- **Problems**
**A.** The Redis and Rails text suggests prefixing each key with a timeslot such as day-hour. State the benefit it gives for doing so.
**B.** Continue the Redis and Rails text past its final sentence.

START Text provided

EDIT3: Oh well, sometimes the good ideas come late. It is so simple: Just prefix the key with a timeslot (say day-hour) or make a HASH with name "requests_". Then no overlapping of delete and increment may happen! Every hour you take the possible keys with older "day_hour_*" - values, update the MySQL and delete those old keys. The only condition is that your servers are not too different on their clock, so use UTC and synchronized servers, and don't start the cron at x:01 but x:20 or so.
That means: a called page converts a call of ITEM1 at 23:37, May 26 2013 to Hash 20130526_23, ITEM1. HINCRBY count_20130526_23 ITEM1 1
One hour later the list of keys count_* is checked, and all up to count_20130523 are processed (read key-value by hgetall, update mysql), and deleted one by one after processing (hdel). After finishing that you check if hlen is 0 and del count_...
So you only have a small amount of keys (one per unprocessed hour), that makes keys count_* fast, and then process the actions of that hour. You can give a TTL of a few hours, if your cron is delayed or timejumped or down for a while or something like that.

Would using Redis with Rails provide any performance benefit for this specific kind of queries

I don't know if this is the right place to ask question like this, but here it goes:
I have an intranet-like Rails 3 application managing about 20k users which are in nested-set (preordered tree - http://en.wikipedia.org/wiki/Nested_set_model).
Those users enter stats (data, just plain numeric values). Entered stats are assigned to category (we call it Pointer) and a week number.
Those data are further processed and computed to Results.
Some are computed from users activity + result from some other category... etc.
What user enters isn't always the same what he sees in reports.
Those computations can be very tricky, some categories have very specific formulae.
But the rest is just "give me sum of all entered values for this category for this user for this week/month/year".
Problem is that those stats needs also to be summed for a subset of users under selected user (so it will basically return sum of all values for all users under the user, including self).
This app is in production for 2 years and it is doing its job pretty well... but with more and more users it's also pretty slow when it comes to server-expensive reports, like "give me list of all users under myself and their statistics. One line for summed by their sub-group and one line for their personal stats"). Of course, users wants (and needs) their reports to be as actual as possible, 5 mins to reflect newly entered data is too much for them. And this specific report is their favorite :/
To stay realtime, we cannot do the high-intensive sqls directly... That would kill the server. So I'm computing them only once via background process and frontend just reads the results.
Those sqls are hard to optimize and I'm glad I've moved from this approach... (caching is not an option. See below.)
Current app goes like this:
frontend: when user enters new data, it is saved to simple mysql table, like [user_id, pointer_id, date, value] and there is also insert to the queue.

END Text provided
START Given data

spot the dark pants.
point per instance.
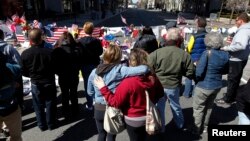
(136, 133)
(102, 134)
(234, 76)
(86, 70)
(69, 92)
(44, 97)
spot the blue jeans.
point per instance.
(86, 70)
(243, 118)
(173, 96)
(102, 134)
(44, 97)
(188, 91)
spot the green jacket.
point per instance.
(170, 64)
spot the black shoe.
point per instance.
(52, 127)
(43, 128)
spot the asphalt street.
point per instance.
(83, 126)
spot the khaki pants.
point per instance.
(14, 124)
(202, 107)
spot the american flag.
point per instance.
(14, 17)
(36, 24)
(181, 20)
(23, 18)
(123, 20)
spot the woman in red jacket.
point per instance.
(130, 96)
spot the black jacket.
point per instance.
(91, 49)
(66, 59)
(37, 64)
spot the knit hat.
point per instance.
(171, 24)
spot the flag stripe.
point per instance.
(59, 31)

END Given data

- **Expected responses**
**A.** With each key prefixed by a timeslot, new increments go to the current hour's key while older hour keys are processed and deleted. As a result, no overlapping of delete and increment can happen.

**B.**
backend: then there is calc_daemon process, which every 5 seconds checks the queue for new "recompute requests". We pop the requests, determine what else needs to be recomputed along with it (pointers have dependencies... simplest case is: when you change week stats, we must recompute month and year stats...). It does this recomputation the easy way.. we select the data by customized per-pointer-different sqls generated by their classes.
those computed results are then written back to mysql, but to partitioned tables (one table per year). One line in this table is like [user_id, pointer_id, month_value, w1_value, w2_value, w3_value, w4_value]. This way, the tables have ~500k records (I've basically reduced 5x # of records).
when frontend needs those results it does simple sums on those partitioned data, with 2 joins (because of the nested set conds).
The problem is that those simple sqls with sums, group by and join-on-the-subtree can take like 200ms each... just for a few records.. and we need to run a lot of these sqls... I think they are optimized the best they can, according to explain... but they are just too hard for it.
So... The QUESTION:
Can I rewrite this to use Redis (or other fast key-value store) and see any benefit from it when I'm using Ruby and Rails? As I see it, if I'll rewrite it to use redis, I'll have to run much more queries against it than I have to with mysql, and then perform the sum in ruby manually... so the performance can be hurt considerably... I'm not really sure if I could write all the possible queries I have now with redis... Loading the users in rails and then doing something like "redis, give me sum for users 1,2,3,4,5..." doesn't seem like right idea... But maybe there is some feature in redis that could make this simpler?)...
Also the tree structure needs to be like nested set, i.e. it cannot have one entry in redis with list of all child-ids for some user (something like children_for_user_10: [1,2,3]) because the tree structure changes frequently... That's also the reason why I can't have those sums in those partitioned tables, because when the tree changes, I would have to recompute everything.. That's why I perform those sums realtime.)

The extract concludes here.